● About this task: Exact transcription of the records is required.

● Excerpted data:
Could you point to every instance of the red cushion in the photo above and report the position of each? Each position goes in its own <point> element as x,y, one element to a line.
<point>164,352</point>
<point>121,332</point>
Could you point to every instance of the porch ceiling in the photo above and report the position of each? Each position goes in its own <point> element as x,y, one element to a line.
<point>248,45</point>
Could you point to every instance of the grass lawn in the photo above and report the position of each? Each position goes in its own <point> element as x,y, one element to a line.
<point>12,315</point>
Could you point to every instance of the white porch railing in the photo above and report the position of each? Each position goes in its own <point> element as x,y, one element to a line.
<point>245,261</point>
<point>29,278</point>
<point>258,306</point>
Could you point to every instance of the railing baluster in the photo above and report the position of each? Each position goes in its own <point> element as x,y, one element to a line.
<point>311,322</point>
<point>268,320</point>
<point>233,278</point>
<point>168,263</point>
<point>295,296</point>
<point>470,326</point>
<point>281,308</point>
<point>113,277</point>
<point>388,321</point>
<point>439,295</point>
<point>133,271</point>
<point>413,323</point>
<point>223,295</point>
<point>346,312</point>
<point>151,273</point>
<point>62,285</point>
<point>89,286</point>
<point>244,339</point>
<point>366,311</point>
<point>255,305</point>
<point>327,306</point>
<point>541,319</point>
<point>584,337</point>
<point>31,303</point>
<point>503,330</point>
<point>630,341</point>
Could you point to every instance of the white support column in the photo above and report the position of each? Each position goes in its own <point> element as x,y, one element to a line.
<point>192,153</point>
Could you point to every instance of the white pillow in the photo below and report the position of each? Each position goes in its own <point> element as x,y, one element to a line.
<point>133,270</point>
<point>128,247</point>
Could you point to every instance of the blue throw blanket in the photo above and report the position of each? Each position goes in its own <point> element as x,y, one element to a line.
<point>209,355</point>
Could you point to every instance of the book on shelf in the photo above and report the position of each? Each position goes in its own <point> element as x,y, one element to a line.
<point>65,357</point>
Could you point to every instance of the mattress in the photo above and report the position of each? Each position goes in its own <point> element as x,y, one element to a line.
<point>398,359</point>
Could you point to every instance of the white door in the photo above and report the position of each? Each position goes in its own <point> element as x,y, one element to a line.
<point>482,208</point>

● Response area:
Could you point to every instance of the red cushion in the photo above and report the position of each? Each position goes in its own <point> element as x,y, one element to a line.
<point>164,352</point>
<point>121,332</point>
Could you point to every instance of the porch ceiling in the photo above and report the position of each? Each position goes in its own <point> element as x,y, one element to a line.
<point>248,45</point>
Could you point to every instance of the grass lawn in the photo above and report the position of each? Each position goes in its own <point> element as x,y, one element to a line.
<point>12,315</point>
Could you point to every instance of the white porch railing in the photo above and report the position of each? Each position goes in its own <point> element as x,y, one element to a line.
<point>245,261</point>
<point>29,278</point>
<point>258,306</point>
Could you point to every instance of the railing baluster in the photo above and report the position of each? Each position goes in its own <point> element as x,y, one element to a line.
<point>311,322</point>
<point>268,320</point>
<point>233,278</point>
<point>168,263</point>
<point>295,296</point>
<point>470,326</point>
<point>281,308</point>
<point>113,277</point>
<point>388,321</point>
<point>439,295</point>
<point>133,271</point>
<point>413,323</point>
<point>223,295</point>
<point>346,312</point>
<point>151,273</point>
<point>62,285</point>
<point>89,286</point>
<point>244,339</point>
<point>366,311</point>
<point>255,305</point>
<point>327,306</point>
<point>541,319</point>
<point>584,337</point>
<point>31,303</point>
<point>503,330</point>
<point>630,341</point>
Could you point to every instance of the white support column in the photo above and report the position of each? Each position goes in its own <point> element as x,y, one element to a line.
<point>192,153</point>
Could you point to every instance of the white pillow in the photo below and report the position of each? Each position goes in its own <point> element as x,y, one element to a line.
<point>133,270</point>
<point>128,247</point>
Could you point to every instance of the blue throw blanket in the photo above and report the position of each? Each position goes in its own <point> element as x,y, one element to a line.
<point>209,355</point>
Could you point to every instance of the book on shelf in the photo above and report the position of each? Each position goes in its own <point> element as x,y, one element to a line.
<point>65,357</point>
Could you point to every instance of the mattress in the photo above and report the position of each? Each position goes in its own <point> element as x,y, one element to a line.
<point>398,359</point>
Could you point to every instance of the white door in the photo above and report the position of each? Each position goes in its own <point> element as x,y, one element to a line.
<point>482,208</point>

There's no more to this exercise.